_Provided text:_

Poetry Exchange by Sarah Webb and Melanie Alberts
September 4, 2021
About the Poets
Sarah Webb co-edits the Zen magazine Just This. Her collection Black (Virtual Artists Collective, 2013) was named a finalist for the Oklahoma Book Award and for the Writers' League of Texas Book Award. Her Red Riding Hood's Sister (Purple Flag, 2018) was also short-listed for the Oklahoma Book Award. She posts at bluebirdsw.blogspot.com
Writer and psychic artist Melanie Alberts works at the University of Texas at Austin. Her non-fiction and poetry have appeared in the Ransom Center Magazine, Just This, Borderlands: Texas Poetry Review, Wisteria: A Journal of Haiku, Senryu, and Tanka, and other journals. Follow Melanie on Instagram @clair.circles.spirit.art.
The Exchange
Melanie met Sarah through the virtual Just This Zen writing circle held on Thursday evenings. Sarah is a founding member of the writing circle, and Melanie discovered The Texas Poetry Assignment website through Sarah’s comments on a poem she wrote during her first sitting with the group. Melanie invited Sarah to join her with this particular assignment and the pair began a correspondence. Sarah’s poem is “Time Lapse” (Assignment 11: Time) and Melanie’s poem is “Brown Recluse” (Assignment 13: The Texas Onesie).
Below this exchange is a video of Sarah and Melanie reading and discussing their poems and their exchange.
First Drafts of the Poems
Time Lapse by Sarah Webb
Clouds slide over the lake, flat-bottomed cumulus
that puff custard at the top and presage storm. They shadow
white-capped water; they lift past the hills and travel on.
If we were to set a camera to catch them for the day,
we'd see them speed past, dissipate, then edge back in,
lines of cloud following the currents of the sky,
and if we kept on filming, a week, a month, a year,
the air would flicker—white gray blue, rain sun fog—
clouds blinking into being and passing on.
Decades would show us winter, dim, wind from the north,
summer glare slapping from waves—a perpetual pattern,
days lengthening and shortening in their season.
A hundred years might pass, morse code of light and dark,
and then more, a blur like a stream photographed at twilight,
whose current turns to hair, pouring between forest stones.
Beneath the ever-changing torrent of the sky, windows
gleam on the far shore. Their lamps pulse the dark,
flashes and shadows on a quiver of water.
In centuries, lights outline the growing sand, cluster high
and haze the night. They fade, give way to a necklace of light
faint through heavy trees along a twist of canyon.
Now, gaps in the string, and now a single lamp under the stars.
A firefly on a river bank, dark and bright, dark and light,
it lasts its moment, before the trees close round it, black.
Night comes and then day, mist and then sun, the years stream,
and all the long passing, the clouds sweep over.
Brown Recluse by Melanie Alberts
Please don’t hate me,
a spiderling suddenly born
homeless during a summer of rain,
poured out of silk with fifty
sisters, fighting for space
as your hand hit me—yes, I fanged
your flesh not because I hate you—
(I have nothing but this precious salve
to slow down a clumsy great
body like yours, cutting through everything,
crushing life in a single step) simply put,
my fear is a reflex, like how
now I must hide—I must
leave this restless weed born
essentially alone as I was, hatched
during a season of prayed-for rain,
between a Hill Country highway
and a service road lined with tents,
luscious cardboard hiding places, breathtaking beauty!

_Supplied data:_

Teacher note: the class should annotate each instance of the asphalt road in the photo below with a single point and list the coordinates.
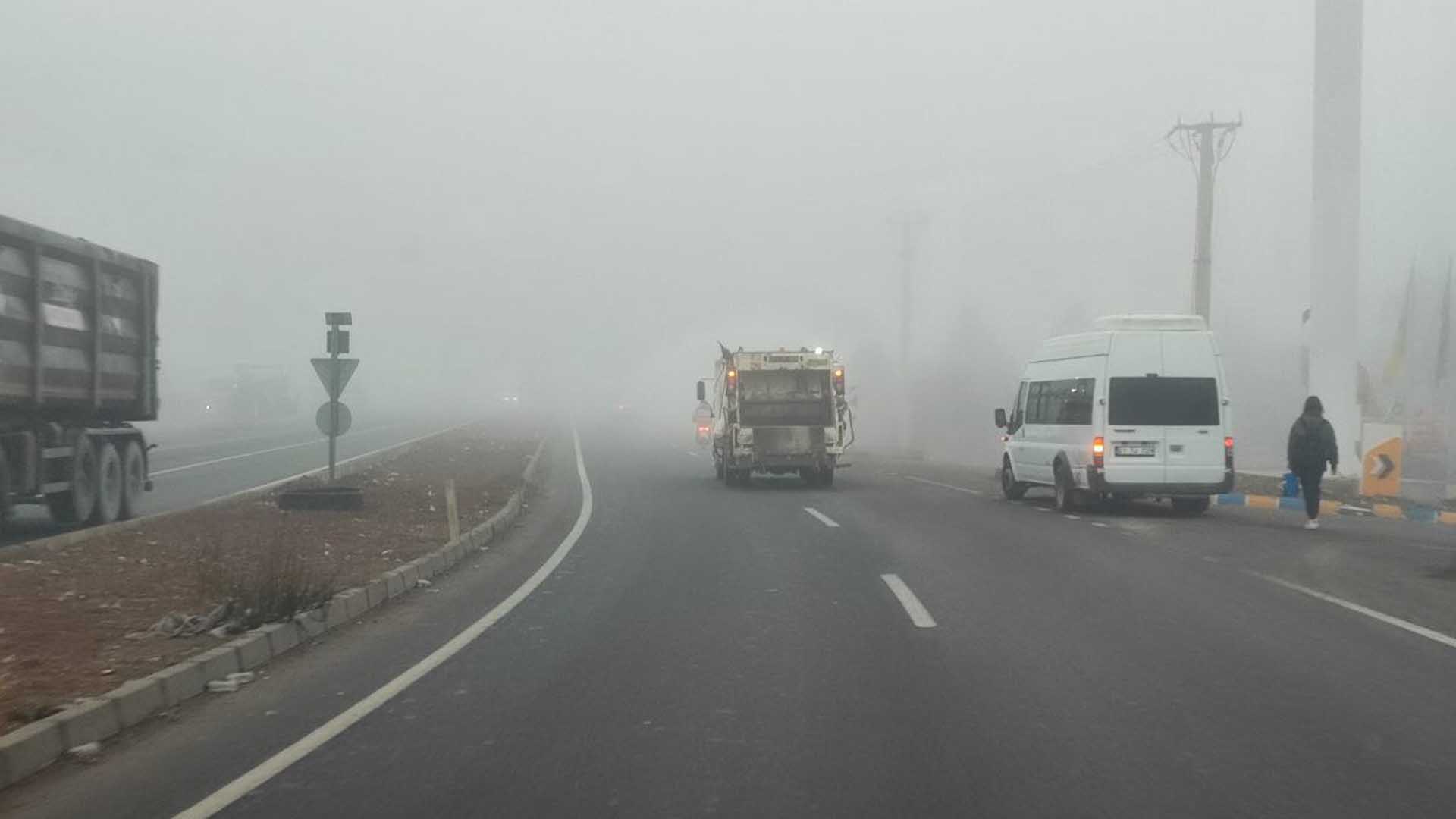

_Required work:_
- a) In the poetry exchange text, which assignment is Sarah Webb's poem "Time Lapse" written for?
- b) Carry on the poetry exchange page from the point where it stops.

_Outputs:_
- a) Assignment 11: Time.

- b)
Reflections on Each Other’s Poems
Sarah sent in “Time Lapse” first and Melanie spent several days sitting with it, reading it aloud, thinking about what it meant to her. She wrote her reflections on each stanza and at first, had many questions, but felt better to winnow it down to what she felt was her most pressing question. Melanie emailed her comments along with, accidentally, two drafts of “Brown Recluse,” to Sarah who sent her impressions back. Melanie gratefully used them in rewriting of the draft. It turned out that both writers will be attending Laurene Musgrove’s workshop on writing a “onesie” and Melanie may continue to make edits to “Brown Recluse” after that class.
Melanie’s comments (in italics)
Time Lapse
Your title gives me the sense that there will be a play of words with lapse or perhaps a comment on loss, or shifting of memory? Looking forward to what unfolds!
Clouds slide over the lake, flat-bottomed cumulus
that puff custard at the top and presage storm. They shadow
white-capped water; they lift past the hills and travel on.
Such delicious opening imagery, I am reminded of being served a puff pastry and the passing feeling of guilt that comes after eating one.
If we were to set a camera to catch them for the day,
we'd see them speed past, dissipate, then edge back in,
lines of cloud following the currents of the sky,
Yes, I can imagine that.
and if we kept on filming, a week, a month, a year,
the air would flicker—white gray blue, rain sun fog—
clouds blinking into being and passing on.
Yes, I can imagine that. A time lapse can be jarring that way.
Decades would show us winter, dim, wind from the north,
summer glare slapping from waves—a perpetual pattern,
days lengthening and shortening in their season.
I love the music in this stanza, and wonder how spring and fall would appear. I’d like more of this as it’s engaging my senses.
A hundred years might pass, morse code of light and dark,
and then more, a blur like a stream photographed at twilight,
whose current turns to hair, pouring between forest stones.
Very pretty imagery along with a sense of cool detachment as you increase the length of time of your magical time lapse. Time is a blur, indeed
Beneath the ever-changing torrent of the sky, windows
gleam on the far shore. Their lamps pulse the dark,
flashes and shadows on a quiver of water.
Lyrical use of language! I’d like to be moved or emotionally involved with what is happening, but you are keeping the reader at a distance...the distance of a camera.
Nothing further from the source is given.